Referring expression data:
----
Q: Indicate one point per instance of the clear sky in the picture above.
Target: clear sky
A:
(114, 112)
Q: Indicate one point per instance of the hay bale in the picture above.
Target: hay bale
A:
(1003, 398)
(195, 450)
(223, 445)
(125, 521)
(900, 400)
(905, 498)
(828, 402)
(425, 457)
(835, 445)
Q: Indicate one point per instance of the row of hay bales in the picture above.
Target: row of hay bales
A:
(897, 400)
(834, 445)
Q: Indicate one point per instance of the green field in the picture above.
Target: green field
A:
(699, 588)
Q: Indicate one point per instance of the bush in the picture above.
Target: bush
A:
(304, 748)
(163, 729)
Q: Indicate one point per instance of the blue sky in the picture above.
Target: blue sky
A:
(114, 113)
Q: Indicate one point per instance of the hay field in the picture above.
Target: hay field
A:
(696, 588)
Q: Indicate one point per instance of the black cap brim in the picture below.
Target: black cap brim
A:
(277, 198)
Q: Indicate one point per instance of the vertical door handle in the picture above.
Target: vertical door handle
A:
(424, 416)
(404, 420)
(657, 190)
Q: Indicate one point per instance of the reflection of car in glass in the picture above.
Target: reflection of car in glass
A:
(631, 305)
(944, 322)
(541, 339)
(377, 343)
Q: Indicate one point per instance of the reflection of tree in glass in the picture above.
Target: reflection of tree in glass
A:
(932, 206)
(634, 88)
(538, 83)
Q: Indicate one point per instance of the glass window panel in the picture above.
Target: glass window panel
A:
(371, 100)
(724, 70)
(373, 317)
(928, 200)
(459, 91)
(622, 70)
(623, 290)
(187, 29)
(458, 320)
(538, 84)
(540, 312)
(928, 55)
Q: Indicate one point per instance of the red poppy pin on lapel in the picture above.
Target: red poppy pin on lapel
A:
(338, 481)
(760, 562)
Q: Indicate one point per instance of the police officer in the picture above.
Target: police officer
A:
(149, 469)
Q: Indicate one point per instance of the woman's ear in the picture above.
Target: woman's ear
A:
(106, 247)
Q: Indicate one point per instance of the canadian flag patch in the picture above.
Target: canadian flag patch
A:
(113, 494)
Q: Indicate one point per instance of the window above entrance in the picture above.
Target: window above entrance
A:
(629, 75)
----
▶ [What needs to be done]: Copy out the lines above, from the one holding "Target: woman's ear" through the final line, with no other lines.

▶ [Response to this exercise]:
Target: woman's ear
A:
(106, 247)
Q: Indicate one point per instance of the canadian flag patch in the picture above.
Target: canadian flag patch
A:
(113, 494)
Q: Indicate one point per instance of the window above entrance in the picture above.
Target: window above entrance
A:
(629, 75)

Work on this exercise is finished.